* Selected extract *
When buying body jewelry, look for jewelry made of material compliant to ASTM standards. For stainless steel, this would be implant-grade 300 series steel, also known as 'austenitic steel'. If purchasing titanium body jewelry, purchase jewelry that is made with ASTM F136 or F67 grade titanium alloy. 'Industrial grade' or 'aircraft grade' titanium is not the same as human implant-grade titanium. Many sellers will describe their titanium as 'grade 23 titanium'; this is not implant-grade - this titanium is suitable for rings and jewelry worn on the outside of the body, but has not been proven or tested to be safe for extended periods of wear inside the body.
Coated and plated jewelry has become popular over recent years. The concept of plating and coating offers more vivid color options than the plain metallic look of traditional base metals. However, the downside is that coating and plating is not recommended, especially if your piercing is not fully healed. These types of coated body jewelry designs should be treated only as novelty and worn at your own risk. Most coated and plated jewelry is made with industrial grade materials and the outer layers may peal or chip away over time, which can lead to infections. The coatings may crack and break down as a result of your body's internal temperature and moisture, eventually leaking into the surrounding area, leading to severe discomfort. Some of the most common coatings used today include enamel, acrylic and PVD (Physical Vapor Deposition), usually layered over 'surgical grade' stainless steel and 'grade 23' titanium. Examples of plated body jewelry include forms of lower karat white gold or rhodium-plated metals.

* Provided records *
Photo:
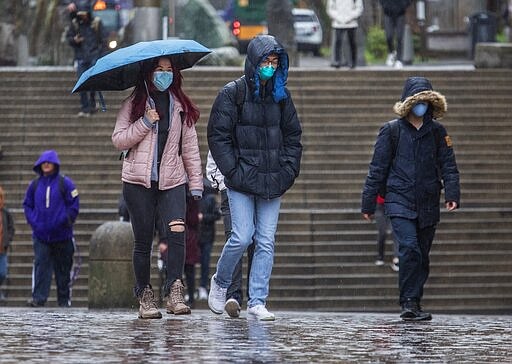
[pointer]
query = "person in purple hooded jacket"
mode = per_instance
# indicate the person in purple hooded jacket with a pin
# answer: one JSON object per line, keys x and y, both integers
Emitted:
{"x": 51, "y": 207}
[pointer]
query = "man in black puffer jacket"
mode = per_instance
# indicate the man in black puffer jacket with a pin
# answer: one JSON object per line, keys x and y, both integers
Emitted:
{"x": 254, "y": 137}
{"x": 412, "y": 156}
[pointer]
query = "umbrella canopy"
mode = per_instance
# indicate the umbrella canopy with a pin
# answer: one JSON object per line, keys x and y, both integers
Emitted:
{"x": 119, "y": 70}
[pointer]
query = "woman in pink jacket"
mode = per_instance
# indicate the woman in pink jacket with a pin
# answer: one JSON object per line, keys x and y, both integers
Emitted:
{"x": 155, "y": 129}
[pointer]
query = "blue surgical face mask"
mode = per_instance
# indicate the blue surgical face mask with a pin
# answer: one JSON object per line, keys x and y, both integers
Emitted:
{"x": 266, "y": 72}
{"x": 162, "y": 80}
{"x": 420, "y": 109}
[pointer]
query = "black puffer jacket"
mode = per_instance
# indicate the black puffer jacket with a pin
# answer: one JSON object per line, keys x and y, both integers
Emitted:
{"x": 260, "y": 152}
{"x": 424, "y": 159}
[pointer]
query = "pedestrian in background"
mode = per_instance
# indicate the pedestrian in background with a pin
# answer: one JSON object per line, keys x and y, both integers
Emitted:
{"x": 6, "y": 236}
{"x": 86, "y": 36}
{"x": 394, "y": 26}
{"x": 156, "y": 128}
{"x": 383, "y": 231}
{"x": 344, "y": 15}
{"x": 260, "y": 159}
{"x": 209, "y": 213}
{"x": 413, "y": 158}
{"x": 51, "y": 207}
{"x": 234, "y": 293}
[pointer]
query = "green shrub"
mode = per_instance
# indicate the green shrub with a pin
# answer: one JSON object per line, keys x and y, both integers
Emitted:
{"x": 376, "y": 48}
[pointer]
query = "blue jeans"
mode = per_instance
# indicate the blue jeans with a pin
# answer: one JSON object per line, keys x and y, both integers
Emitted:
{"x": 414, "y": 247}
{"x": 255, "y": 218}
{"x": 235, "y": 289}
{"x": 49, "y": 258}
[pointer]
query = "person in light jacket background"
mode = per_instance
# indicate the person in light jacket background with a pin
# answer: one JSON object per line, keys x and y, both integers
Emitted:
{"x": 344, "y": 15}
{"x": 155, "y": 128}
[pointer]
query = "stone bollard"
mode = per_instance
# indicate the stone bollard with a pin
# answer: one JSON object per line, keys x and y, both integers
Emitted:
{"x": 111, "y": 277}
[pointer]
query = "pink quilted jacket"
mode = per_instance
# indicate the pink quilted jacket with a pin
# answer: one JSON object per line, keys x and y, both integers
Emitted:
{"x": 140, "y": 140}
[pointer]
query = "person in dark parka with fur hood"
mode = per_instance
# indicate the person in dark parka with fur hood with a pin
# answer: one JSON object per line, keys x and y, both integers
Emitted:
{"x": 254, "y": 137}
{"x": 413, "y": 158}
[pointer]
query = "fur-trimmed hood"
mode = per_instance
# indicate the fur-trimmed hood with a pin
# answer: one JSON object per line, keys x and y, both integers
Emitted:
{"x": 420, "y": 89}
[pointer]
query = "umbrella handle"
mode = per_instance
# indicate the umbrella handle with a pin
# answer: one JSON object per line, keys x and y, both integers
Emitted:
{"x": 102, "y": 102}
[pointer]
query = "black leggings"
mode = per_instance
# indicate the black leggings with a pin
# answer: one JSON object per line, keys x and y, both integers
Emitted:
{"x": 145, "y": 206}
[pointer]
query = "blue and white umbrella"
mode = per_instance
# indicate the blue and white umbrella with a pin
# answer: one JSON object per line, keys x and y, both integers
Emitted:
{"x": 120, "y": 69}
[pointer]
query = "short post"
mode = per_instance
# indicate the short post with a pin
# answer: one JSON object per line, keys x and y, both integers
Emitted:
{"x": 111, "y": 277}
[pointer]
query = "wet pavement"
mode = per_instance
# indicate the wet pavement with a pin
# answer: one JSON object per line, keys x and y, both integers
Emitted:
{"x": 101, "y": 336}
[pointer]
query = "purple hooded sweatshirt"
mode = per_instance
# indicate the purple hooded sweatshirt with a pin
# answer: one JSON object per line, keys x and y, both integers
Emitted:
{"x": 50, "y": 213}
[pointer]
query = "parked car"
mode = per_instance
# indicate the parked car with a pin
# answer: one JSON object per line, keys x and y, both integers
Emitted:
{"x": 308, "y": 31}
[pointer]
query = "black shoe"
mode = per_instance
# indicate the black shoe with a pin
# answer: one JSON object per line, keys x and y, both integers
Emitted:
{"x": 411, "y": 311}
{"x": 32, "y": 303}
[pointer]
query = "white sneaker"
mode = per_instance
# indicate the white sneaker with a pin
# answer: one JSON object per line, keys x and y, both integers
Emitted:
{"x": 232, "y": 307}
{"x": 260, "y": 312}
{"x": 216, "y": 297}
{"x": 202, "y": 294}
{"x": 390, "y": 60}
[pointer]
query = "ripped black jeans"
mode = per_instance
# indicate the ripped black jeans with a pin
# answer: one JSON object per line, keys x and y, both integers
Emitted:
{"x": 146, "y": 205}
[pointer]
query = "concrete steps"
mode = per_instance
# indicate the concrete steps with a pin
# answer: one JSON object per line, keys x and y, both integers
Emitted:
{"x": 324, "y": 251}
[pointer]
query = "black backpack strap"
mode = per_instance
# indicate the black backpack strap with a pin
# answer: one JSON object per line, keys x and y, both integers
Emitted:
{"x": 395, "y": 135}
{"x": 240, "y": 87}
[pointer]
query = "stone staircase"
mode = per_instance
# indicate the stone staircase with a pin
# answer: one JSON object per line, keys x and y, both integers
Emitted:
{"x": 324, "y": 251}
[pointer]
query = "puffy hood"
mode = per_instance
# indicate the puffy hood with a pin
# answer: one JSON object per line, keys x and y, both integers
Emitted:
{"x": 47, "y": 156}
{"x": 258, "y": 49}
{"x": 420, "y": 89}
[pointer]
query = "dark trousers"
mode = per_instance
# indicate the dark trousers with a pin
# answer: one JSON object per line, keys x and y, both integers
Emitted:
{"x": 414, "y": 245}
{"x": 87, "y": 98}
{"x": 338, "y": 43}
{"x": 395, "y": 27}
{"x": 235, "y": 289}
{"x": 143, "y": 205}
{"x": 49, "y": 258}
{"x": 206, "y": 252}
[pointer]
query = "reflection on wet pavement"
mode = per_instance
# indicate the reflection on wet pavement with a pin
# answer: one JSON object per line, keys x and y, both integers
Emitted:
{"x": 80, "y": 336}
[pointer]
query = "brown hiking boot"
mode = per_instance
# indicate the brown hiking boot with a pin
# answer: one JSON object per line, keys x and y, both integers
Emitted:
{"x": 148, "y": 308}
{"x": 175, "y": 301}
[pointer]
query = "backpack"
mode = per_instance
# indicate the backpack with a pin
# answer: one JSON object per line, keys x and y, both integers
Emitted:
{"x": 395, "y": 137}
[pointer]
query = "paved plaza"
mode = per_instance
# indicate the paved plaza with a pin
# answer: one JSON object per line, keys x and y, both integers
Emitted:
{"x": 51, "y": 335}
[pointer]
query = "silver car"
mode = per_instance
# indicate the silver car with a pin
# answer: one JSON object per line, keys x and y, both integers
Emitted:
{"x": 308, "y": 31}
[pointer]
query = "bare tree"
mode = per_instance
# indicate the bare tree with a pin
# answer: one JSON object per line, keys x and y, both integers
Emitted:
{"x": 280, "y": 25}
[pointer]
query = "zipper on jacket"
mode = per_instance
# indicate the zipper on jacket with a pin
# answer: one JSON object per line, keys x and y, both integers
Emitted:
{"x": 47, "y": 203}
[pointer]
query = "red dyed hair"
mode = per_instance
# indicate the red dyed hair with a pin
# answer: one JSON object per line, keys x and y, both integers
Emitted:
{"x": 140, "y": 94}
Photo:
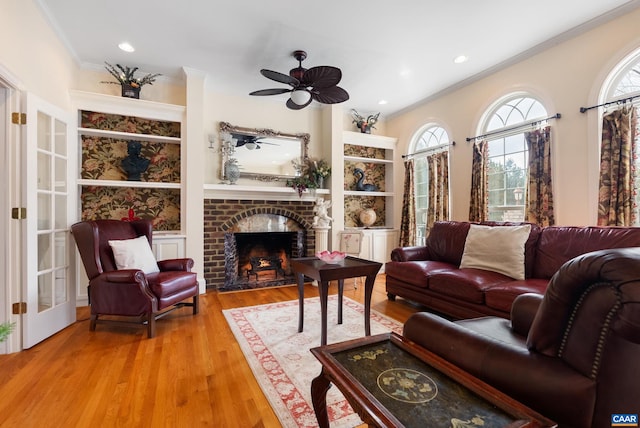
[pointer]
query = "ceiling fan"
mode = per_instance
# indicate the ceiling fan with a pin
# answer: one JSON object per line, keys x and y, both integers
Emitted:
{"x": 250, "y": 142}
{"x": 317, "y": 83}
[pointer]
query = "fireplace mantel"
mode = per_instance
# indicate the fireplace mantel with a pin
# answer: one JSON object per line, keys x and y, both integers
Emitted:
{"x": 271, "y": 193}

---

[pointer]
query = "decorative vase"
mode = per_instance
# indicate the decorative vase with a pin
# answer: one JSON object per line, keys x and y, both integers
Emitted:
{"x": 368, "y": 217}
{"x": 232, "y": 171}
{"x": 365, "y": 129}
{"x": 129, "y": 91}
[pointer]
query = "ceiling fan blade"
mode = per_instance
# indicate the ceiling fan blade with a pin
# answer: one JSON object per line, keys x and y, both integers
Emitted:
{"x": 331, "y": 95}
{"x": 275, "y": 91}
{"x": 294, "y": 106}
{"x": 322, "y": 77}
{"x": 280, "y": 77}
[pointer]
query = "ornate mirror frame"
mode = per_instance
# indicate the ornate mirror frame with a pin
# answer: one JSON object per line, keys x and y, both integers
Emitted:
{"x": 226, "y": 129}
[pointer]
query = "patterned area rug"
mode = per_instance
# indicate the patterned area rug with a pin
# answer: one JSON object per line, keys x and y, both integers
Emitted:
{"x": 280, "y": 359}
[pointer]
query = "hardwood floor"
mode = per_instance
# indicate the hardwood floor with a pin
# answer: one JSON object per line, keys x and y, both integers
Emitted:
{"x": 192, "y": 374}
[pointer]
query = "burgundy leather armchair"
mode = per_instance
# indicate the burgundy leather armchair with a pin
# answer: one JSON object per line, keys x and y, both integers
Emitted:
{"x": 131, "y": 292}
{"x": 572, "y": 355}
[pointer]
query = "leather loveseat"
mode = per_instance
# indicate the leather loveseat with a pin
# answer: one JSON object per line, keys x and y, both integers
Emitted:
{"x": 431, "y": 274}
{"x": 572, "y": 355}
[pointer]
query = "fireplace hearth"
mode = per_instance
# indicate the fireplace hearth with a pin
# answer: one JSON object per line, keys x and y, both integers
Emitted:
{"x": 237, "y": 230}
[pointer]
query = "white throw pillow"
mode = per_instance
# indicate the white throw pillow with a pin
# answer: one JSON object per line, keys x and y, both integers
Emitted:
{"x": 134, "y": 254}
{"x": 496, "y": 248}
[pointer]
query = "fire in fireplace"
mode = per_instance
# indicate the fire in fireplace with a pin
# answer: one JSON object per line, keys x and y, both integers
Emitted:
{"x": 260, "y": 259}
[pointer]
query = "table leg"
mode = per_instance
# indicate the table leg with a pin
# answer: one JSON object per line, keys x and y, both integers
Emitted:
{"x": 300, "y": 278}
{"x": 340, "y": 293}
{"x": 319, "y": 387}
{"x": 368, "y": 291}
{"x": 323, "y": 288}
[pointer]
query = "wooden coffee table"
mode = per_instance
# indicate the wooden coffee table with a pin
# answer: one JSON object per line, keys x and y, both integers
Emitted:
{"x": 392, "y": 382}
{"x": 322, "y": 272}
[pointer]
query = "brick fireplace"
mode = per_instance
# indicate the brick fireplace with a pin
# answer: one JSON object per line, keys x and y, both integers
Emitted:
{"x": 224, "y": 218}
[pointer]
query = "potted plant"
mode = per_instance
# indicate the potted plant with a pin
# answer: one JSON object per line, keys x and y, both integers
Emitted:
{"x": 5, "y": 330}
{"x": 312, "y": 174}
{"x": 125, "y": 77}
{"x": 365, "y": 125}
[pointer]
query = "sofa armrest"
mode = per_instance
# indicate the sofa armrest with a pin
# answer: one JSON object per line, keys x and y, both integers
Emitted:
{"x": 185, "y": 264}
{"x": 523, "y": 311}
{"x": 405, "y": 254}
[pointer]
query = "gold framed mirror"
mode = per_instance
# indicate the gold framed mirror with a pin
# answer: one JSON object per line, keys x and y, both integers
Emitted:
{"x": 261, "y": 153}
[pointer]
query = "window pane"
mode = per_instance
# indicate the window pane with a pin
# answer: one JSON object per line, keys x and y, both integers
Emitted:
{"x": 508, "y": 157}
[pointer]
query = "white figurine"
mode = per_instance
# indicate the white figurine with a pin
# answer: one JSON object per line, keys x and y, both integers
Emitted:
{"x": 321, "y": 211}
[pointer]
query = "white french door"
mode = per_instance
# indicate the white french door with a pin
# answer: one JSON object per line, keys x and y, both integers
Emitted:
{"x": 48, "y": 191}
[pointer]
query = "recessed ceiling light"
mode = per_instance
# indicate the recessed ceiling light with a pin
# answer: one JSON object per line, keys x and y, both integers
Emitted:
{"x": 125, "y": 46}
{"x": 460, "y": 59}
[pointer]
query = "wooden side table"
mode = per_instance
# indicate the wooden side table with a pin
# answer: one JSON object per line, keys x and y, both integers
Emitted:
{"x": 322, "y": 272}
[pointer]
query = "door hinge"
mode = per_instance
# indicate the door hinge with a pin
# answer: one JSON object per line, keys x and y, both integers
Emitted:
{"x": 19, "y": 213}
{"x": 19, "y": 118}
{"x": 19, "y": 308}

---

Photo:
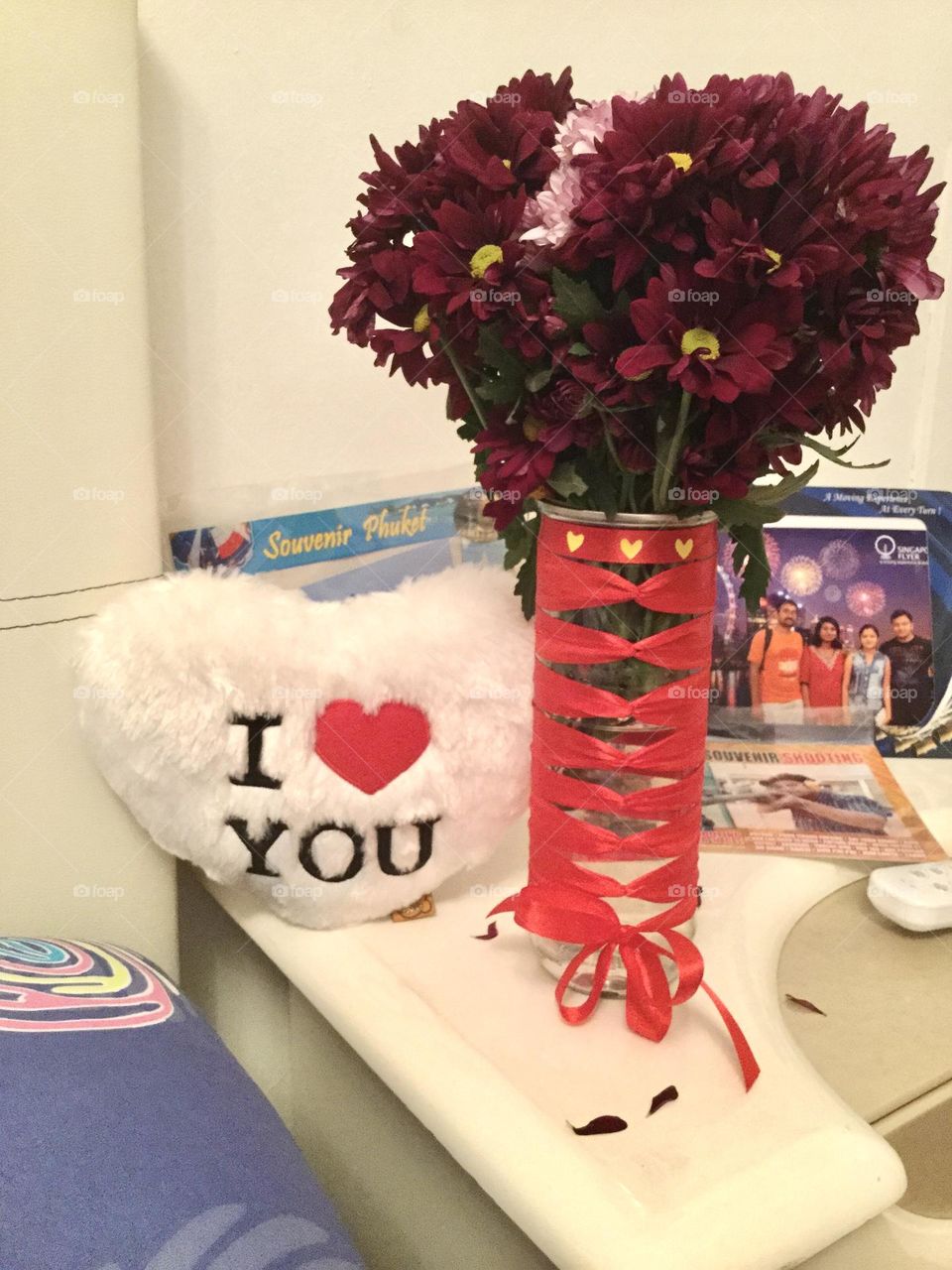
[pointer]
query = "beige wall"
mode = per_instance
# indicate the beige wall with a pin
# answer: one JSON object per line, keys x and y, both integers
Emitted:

* Activity list *
**a)** Answer each question from the passage on body jewelry:
(i) What other name does the passage give for implant-grade 300 series steel?
(ii) Which two ASTM grades of titanium alloy does the passage recommend?
(iii) Which three coatings does the passage list among the most common used today?
**b)** Continue the passage on body jewelry from its last sentence.
The rows play no part in this work.

* Outputs by task *
**a)**
(i) Austenitic steel.
(ii) ASTM F136 and F67.
(iii) Enamel, acrylic and PVD (Physical Vapor Deposition).

**b)**
In most cases, gold alloys are safe to use for body jewelry but this depends on the purity. It is better to purchase 18 karat gold designs rather than 14 karat, since 14 karat will contain more impurities. Using or buying anything less than 14 karat gold for body jewelry is not recommended. Nickel is the most common allergy for jewelry-wearers, and most gold alloys contain nickel. In most countries, gold sellers are aware of the constituents in their alloys and can tell you whether or not the jewelry contains nickel. Even for those who do not suffer from nickel allergies, over time nickel can cause damage to nerves and blood vessels. The more nickel in your jewelry and the longer you wear it, the more damage can occur to the scar tissue and surrounding area. So if possible, ask for body jewelry that is nickel-free.
So now that you have some basic knowledge in the world of modern primitivism and body modification jewelry, what are you waiting for? Go ahead and get pierced! Show off that fantastic natural turquoise gemstone flesh plug, and while you're at it, accessorize with a curved navel belly bar with a threaded citrine gemstone ball - just make sure to purchase quality materials made from natural gemstones and ASTM compliant, implant-grade metals only. There is always great value in jewelry made with quality craftsmanship and materials, but there is always a hidden cost when it comes to cheap jewelry made with inferior materials.